(Outline labeling records)
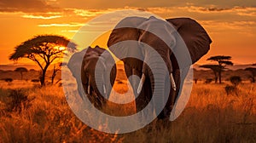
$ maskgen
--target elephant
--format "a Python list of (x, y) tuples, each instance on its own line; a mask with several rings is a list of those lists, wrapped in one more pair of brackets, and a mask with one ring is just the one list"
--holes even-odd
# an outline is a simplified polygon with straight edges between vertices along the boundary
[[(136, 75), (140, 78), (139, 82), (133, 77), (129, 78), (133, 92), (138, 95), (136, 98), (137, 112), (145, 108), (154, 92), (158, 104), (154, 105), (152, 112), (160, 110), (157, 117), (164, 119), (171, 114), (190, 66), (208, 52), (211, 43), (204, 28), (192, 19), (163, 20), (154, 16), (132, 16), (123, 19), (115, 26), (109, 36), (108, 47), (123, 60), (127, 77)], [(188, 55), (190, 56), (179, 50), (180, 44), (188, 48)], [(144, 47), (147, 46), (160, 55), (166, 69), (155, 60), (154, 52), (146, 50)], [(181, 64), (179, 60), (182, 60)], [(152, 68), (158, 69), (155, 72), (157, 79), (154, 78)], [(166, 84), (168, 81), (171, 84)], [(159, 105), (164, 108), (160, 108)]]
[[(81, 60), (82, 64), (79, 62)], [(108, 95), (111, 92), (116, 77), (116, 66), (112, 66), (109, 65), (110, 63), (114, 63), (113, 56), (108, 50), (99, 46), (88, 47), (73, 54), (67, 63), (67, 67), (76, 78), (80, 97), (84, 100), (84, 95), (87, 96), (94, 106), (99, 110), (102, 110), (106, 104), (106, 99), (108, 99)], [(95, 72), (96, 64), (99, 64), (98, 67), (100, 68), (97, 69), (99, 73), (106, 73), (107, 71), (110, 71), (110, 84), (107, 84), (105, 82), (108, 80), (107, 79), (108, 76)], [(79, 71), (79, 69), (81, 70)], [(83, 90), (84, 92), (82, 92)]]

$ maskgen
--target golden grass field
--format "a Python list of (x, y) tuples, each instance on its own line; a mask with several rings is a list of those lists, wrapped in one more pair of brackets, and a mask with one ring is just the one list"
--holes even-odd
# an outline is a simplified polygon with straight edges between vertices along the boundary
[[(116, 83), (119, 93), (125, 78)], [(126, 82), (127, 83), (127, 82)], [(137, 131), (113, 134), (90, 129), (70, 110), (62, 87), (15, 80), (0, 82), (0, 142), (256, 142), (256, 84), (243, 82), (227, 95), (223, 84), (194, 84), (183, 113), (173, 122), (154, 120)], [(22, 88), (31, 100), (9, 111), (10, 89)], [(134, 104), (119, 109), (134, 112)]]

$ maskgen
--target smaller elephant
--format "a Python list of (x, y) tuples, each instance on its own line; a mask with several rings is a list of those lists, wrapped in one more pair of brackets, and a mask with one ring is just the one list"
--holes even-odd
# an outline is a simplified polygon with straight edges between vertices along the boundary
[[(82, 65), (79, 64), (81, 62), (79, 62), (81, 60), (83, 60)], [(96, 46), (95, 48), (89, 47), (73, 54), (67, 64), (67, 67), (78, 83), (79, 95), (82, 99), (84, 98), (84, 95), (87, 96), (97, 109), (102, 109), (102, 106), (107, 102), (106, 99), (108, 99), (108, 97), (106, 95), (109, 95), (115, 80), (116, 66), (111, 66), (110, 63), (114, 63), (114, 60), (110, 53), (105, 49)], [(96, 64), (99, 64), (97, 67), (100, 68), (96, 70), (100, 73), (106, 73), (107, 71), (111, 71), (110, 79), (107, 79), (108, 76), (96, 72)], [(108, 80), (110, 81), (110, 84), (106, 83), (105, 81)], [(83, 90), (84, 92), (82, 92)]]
==
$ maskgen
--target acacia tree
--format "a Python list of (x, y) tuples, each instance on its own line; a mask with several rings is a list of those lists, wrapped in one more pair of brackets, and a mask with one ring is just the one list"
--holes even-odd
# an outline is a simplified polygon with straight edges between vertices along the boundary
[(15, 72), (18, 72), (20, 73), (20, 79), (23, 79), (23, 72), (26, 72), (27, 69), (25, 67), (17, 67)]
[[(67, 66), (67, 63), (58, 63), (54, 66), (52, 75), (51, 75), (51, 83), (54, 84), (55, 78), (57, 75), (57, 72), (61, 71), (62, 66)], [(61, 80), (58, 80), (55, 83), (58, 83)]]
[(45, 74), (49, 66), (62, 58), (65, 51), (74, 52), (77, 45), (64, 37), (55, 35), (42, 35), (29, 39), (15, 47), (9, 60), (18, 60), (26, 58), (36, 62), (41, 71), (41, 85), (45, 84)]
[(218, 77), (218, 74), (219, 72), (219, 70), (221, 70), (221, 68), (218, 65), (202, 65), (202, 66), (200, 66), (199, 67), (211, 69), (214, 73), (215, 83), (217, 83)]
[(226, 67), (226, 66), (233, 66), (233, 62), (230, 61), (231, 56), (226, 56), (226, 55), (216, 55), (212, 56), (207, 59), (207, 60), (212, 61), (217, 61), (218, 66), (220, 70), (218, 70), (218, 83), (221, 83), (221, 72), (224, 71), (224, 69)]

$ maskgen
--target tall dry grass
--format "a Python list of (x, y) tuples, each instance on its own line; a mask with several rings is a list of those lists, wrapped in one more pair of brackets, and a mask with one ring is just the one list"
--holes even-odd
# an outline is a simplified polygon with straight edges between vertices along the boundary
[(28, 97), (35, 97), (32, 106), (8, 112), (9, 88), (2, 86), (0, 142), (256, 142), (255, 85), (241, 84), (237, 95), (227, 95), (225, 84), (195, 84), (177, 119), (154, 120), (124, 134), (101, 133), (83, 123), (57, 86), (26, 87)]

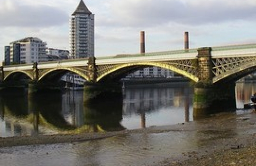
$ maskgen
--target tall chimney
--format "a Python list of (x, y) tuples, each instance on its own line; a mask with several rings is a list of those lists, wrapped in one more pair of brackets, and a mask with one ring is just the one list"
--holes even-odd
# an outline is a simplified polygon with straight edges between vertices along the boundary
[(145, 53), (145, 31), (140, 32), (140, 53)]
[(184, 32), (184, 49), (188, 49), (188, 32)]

**What this task involves**: From the records above, pull out each line that contains the word "grass".

**Answer below**:
--target golden grass field
--target tall dry grass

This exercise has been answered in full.